## ACTION ITEM
Resume the article below on the cannabis "entourage effect," writing on from its final sentence.

## TEXT UNDER STUDY
• • • •
Science

The Biggest Mystery in Medical Pot Is the "Entourage Effect"

Should purity really be paramount?

In the 1980s, scientists offered volunteers pure, synthetic tetrahydrocannabinol, or THC — the most notorious, active ingredient in cannabis — in the form of the drug Marinol. The patients hated it.

This proved three things. First, what gives marijuana its characteristic high wasn’t just THC. Second, isolated chemicals don’t come close to rolling up a joint from marijuana leaves. And third: the “entourage effect” existed.

The term was coined by a team of organic chemists led by Israel’s “father of cannabis” Raphael Mechoulam in 1998, upon publishing their seminal paper on cannabinoid teamwork in the European Journal of Pharmacology. Since then, the entourage effect has been observed by researchers time and time again, calling into question the efforts of weed entrepreneurs to create distillates — nearly-pure versions of THC or CBD, isolated from most of marijuana’s 400+ other compounds, meant to be used in vapes or added to dabs and edibles in order to induce the cleanest, purest high.

It seems intuitive that concentrating the substance that produces the effects you want will give you more of those effects — there’s a reason “purity” is paramount in all realms of the drug world — but to what extent it should be concentrated remains a mystery because of the entourage effect.

Dragon Balls, made by X-Tracted Labs, contain 99 percent THC but may not optimize its synergistic effects with other compounds.

That hasn’t stopped brands like X-Tracted Labs or Organa Labs, which specialize in producing the extracts, from thriving; in a recent feature on the latter, Vice said its golden extracts, with levels of activated THC reaching 97 percent, were worth “three to five times the value of gold”. Likewise, companies like the German firm VTA, which produces the elaborate and expensive equipment required for distillation, are vying for exclusive distribution rights in the United States as legalization opens up the cannabis market. These distillation experts are pushing the science of the entourage effect to its limit, trying to find the bare minimum of other compounds that needs to be included in order to keep their synergy with THC intact.
• • • •
## RECORDS

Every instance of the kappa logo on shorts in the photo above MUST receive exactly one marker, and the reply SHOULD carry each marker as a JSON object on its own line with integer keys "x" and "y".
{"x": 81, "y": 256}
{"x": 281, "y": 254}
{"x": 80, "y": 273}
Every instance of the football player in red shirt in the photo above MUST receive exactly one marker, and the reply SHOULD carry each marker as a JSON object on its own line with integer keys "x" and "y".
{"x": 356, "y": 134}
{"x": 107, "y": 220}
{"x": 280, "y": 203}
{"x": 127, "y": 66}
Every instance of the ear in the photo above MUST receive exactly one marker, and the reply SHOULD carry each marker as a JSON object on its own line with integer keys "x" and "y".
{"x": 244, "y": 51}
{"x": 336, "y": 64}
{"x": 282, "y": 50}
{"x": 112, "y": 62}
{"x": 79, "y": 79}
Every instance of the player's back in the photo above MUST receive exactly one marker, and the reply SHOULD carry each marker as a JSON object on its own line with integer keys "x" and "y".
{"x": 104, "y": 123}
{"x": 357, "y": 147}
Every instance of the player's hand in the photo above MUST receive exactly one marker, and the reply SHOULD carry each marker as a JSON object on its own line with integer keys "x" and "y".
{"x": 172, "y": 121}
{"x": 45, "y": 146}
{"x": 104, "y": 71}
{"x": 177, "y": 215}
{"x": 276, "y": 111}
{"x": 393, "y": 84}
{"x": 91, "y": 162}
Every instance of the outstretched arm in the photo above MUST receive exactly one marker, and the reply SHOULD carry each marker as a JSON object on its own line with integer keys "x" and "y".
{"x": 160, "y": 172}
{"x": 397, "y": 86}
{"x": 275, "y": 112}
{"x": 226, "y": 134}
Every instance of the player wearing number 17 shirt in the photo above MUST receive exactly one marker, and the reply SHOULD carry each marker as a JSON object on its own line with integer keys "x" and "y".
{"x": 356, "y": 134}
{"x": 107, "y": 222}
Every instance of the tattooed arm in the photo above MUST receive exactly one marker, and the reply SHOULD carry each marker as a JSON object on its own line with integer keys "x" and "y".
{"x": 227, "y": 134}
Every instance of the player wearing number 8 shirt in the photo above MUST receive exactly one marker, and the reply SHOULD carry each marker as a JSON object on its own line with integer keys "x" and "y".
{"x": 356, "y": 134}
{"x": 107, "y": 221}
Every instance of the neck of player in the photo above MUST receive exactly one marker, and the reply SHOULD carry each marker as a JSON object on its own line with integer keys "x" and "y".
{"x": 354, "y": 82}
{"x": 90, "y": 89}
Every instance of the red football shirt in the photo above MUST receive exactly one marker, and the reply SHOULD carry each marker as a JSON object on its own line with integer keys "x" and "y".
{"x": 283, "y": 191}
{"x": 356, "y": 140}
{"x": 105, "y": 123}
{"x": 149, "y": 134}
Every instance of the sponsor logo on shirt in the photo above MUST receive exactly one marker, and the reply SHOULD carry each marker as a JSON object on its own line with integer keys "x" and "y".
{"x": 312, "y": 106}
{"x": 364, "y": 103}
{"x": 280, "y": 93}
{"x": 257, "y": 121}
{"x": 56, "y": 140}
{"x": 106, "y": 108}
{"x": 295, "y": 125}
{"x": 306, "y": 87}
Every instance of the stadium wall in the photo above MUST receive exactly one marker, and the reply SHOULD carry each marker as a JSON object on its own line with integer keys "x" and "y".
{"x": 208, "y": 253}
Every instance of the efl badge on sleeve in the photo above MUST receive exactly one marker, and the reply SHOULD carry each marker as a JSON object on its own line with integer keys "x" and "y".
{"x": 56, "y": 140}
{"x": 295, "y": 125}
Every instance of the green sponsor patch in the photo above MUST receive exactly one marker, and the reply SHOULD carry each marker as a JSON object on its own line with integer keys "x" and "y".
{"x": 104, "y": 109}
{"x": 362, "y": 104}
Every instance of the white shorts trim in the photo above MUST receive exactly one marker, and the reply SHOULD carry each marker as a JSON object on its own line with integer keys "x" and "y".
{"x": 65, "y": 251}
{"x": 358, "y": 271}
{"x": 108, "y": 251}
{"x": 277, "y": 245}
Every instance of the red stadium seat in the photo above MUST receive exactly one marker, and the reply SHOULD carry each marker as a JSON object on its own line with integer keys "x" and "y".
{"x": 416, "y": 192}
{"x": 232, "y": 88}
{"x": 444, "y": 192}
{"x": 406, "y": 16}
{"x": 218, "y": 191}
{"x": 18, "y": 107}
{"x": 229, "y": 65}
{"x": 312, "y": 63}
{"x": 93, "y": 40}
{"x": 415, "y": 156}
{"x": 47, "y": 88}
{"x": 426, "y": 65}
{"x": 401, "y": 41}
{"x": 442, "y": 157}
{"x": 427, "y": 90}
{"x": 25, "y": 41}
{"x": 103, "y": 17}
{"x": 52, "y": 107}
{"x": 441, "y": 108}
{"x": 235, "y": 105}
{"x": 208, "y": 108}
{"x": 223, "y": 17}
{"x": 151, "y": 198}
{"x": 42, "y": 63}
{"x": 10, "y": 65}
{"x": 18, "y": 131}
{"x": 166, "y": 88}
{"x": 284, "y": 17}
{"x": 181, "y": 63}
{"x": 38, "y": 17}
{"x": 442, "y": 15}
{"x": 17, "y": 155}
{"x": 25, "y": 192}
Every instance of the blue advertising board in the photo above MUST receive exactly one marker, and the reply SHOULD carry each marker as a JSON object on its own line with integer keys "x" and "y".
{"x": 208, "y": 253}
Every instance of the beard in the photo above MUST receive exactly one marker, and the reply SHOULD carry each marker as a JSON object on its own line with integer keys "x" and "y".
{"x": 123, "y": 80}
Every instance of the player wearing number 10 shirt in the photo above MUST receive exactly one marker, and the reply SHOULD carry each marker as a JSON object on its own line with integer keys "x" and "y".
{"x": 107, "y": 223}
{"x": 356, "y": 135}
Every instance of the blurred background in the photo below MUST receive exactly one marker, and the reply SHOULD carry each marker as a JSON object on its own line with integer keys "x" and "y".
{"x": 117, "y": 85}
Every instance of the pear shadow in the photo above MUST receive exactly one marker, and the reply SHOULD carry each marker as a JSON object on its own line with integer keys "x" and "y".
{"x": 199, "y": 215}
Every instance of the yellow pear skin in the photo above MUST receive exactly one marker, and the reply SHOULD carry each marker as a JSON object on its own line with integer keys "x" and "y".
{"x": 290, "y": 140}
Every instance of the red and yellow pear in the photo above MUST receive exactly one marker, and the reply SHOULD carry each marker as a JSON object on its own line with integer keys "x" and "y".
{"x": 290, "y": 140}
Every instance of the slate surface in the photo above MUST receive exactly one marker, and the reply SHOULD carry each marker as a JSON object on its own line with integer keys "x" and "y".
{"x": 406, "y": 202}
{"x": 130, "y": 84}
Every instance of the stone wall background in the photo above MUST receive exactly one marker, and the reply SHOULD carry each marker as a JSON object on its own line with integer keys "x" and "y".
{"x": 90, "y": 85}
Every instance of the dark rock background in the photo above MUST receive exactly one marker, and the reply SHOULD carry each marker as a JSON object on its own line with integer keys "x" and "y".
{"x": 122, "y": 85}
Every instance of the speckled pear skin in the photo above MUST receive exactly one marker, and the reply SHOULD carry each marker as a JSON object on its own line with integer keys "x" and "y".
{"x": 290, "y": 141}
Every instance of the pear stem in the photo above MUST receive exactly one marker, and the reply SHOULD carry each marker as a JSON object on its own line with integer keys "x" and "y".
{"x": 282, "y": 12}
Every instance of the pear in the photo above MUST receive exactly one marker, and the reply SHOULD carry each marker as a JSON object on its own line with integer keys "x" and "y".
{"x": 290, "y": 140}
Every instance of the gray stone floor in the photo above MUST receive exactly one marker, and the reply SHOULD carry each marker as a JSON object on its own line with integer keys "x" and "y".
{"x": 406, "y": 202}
• • • •
## RESULT OF THIS EXERCISE
It isn’t easy to find the right balance between a star cannabinoid and its supporting cast of compounds. Medical cannabis researcher and neurologist Dr. Ethan Russo, who in 2011 published a comprehensive review of the scientific literature on the entourage effect in the British Journal of Pharmacology and is currently working on cultivating new varieties of medical marijuana, is trying to figure that out. As he explained to Inverse, it makes sense to boost levels of one compound but not to get rid of all the others. “The ideal situation is selectively breeding to increase the concentrations of certain components, hopefully retaining the biochemical abundance of other components — retaining the entourage effect,” he says.

Cannabis distillates are added to edibles, oils, and dabs, but it's not clear how pure they should be for maximal effect.

Flickr / Symic

But the entourage effect is a lot more complicated now than it was when Mechoulam first coined the term. Marijuana’s entourage has expanded from a small club of cannabinoids to a posse that includes hundreds of other substances — like flavor-making terpenoids, nitrogenous compounds, and hydrocarbons — that might contribute to the entourage effect. In his research on cannabis components for treating pain, psychiatric conditions, and especially cancer, he’s had the “revelation” that the terpenoids are an especially important cancer-fighting part of the cannabis entourage. Whether they work synergistically with the rest of marijuana’s compounds in the same way that THC does remains to be seen, but the science behind the entourage effect suggests that isolating them probably isn’t the best course of action.

The truth is, we just don’t know yet. And that’s a problem, both for scientists studying it and consumers. Russo is concerned about the severe dearth of information about the basic cannabinoids in the products that medical marijuana patients are buying. “A patient is lucky to have just a basic cannabinoid profile of the material that they’re anticipating buying,” he says. He’ll be adding to the industry’s limited knowledge base in August with a review in Advances in Pharmacology about all the cannabinoids for which we have pharmacological information and over 20 terpenoids.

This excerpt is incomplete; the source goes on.